_WHAT THIS TASK INVOLVES_: Rewrite the lines from the one containing "Find the drone;" through the one containing "Return every instance of the drone here.", changing "outline" to "boundary" and keeping everything else the same.

_EXTRACTED DATA_:
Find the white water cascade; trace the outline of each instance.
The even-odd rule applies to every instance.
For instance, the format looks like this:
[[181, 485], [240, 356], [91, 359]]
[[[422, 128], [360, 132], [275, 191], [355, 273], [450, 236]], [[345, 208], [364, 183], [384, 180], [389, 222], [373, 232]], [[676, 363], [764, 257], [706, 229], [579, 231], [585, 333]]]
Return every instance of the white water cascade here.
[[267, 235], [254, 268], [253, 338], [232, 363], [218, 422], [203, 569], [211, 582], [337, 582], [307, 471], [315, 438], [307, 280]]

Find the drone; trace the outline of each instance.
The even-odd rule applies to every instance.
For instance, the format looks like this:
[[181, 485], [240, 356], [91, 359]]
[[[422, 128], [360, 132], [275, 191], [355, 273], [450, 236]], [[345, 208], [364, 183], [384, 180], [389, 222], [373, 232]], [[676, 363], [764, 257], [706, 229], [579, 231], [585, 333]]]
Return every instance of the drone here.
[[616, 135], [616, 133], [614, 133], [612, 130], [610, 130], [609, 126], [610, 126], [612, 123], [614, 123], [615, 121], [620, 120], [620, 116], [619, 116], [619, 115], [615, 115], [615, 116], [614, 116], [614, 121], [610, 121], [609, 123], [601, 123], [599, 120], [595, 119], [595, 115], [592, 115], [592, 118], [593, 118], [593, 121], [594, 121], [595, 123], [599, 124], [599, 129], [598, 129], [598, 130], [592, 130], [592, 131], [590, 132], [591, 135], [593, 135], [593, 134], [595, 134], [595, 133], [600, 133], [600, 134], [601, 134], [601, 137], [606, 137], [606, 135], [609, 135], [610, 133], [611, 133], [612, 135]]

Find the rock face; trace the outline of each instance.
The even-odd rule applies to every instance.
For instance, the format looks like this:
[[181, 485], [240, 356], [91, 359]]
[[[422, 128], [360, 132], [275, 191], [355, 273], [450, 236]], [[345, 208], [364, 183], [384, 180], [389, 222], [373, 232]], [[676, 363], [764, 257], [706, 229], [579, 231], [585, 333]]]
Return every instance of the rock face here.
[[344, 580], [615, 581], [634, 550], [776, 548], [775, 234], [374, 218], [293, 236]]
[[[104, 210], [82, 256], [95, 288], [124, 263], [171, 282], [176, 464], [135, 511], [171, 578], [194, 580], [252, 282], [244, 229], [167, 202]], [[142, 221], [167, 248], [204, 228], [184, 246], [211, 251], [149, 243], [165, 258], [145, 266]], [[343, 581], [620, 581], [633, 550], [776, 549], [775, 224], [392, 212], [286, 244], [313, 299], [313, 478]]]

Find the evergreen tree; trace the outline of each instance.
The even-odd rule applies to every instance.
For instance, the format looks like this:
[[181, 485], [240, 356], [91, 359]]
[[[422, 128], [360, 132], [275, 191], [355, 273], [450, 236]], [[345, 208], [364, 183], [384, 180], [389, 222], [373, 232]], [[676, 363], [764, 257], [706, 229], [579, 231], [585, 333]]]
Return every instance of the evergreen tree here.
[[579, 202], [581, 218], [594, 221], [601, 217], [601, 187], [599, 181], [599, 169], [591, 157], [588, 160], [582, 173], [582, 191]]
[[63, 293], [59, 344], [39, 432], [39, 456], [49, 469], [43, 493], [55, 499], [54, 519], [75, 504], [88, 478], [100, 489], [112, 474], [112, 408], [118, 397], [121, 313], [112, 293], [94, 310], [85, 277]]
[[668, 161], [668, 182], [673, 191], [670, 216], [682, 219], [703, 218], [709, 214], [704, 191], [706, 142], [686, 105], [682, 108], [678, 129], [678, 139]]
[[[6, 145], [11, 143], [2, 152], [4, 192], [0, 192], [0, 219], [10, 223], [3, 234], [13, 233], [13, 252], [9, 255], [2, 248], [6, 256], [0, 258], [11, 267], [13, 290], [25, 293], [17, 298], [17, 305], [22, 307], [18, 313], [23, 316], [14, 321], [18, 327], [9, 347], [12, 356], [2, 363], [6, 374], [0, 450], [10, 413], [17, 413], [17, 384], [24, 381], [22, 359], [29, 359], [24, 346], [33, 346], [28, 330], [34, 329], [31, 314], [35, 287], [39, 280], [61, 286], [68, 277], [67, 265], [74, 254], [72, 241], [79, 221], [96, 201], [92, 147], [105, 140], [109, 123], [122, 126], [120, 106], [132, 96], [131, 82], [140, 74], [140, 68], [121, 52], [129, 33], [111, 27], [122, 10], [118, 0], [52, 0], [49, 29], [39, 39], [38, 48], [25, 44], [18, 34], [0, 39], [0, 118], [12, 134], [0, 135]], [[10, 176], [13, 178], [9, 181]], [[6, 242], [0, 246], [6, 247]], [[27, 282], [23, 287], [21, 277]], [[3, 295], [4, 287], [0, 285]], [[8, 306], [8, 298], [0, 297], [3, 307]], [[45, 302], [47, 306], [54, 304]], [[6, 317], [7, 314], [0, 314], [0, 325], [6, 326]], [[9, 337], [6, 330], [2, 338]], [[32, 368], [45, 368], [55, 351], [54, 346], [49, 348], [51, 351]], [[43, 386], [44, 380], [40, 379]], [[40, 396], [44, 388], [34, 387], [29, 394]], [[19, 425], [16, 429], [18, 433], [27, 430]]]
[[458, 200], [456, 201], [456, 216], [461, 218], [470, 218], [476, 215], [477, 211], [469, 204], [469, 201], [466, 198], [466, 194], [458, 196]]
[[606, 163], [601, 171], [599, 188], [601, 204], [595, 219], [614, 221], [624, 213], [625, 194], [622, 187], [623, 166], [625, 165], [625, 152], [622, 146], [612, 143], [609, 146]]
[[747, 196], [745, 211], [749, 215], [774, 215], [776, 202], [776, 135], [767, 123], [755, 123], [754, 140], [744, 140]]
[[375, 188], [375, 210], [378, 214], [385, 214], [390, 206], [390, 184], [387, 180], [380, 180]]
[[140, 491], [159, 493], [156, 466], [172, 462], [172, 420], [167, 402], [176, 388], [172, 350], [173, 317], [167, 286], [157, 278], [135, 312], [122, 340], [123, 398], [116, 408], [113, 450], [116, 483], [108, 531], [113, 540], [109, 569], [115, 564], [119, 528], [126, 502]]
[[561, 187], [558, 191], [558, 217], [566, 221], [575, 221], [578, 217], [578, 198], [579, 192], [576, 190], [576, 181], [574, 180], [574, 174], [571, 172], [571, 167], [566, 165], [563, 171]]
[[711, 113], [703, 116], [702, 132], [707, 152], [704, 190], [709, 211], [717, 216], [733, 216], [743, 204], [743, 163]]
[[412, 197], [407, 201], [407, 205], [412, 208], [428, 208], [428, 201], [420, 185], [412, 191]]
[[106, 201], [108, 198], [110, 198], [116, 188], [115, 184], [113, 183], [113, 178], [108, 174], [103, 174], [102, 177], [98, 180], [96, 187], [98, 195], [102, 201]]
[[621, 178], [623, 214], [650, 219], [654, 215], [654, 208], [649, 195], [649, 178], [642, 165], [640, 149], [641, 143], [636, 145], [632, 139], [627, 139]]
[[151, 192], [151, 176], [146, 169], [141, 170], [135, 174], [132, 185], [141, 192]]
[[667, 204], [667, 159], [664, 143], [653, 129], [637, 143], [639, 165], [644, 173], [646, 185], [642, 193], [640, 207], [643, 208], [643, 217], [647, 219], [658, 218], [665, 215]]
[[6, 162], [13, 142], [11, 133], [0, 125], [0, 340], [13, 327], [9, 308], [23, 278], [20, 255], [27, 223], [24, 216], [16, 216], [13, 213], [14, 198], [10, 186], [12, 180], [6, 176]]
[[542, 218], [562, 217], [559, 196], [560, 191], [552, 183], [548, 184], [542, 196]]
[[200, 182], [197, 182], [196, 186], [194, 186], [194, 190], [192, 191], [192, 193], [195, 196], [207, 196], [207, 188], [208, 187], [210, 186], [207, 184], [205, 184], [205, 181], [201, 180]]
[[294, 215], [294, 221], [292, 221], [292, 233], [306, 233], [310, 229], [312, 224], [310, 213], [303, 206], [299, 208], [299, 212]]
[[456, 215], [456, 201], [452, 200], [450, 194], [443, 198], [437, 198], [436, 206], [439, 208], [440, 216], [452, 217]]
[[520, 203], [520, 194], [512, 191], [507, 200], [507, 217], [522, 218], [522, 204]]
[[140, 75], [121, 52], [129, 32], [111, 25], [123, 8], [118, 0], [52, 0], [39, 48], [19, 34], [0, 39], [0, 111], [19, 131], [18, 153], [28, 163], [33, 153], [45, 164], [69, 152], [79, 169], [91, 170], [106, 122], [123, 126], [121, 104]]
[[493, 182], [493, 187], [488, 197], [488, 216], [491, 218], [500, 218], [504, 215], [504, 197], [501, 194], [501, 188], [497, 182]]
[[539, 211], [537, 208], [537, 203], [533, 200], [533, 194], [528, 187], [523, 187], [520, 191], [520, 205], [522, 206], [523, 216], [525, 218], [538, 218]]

_THE RESPONSE_:
Find the drone; trace the boundary of each instance.
The even-odd rule applies to every instance.
For instance, the format looks like this:
[[181, 485], [240, 356], [91, 359]]
[[[422, 128], [360, 132], [275, 191], [355, 273], [450, 236]], [[345, 208], [364, 183], [384, 180], [389, 222], [373, 232]], [[676, 363], [764, 257], [706, 229], [579, 231], [585, 333]]]
Return every instance of the drone here.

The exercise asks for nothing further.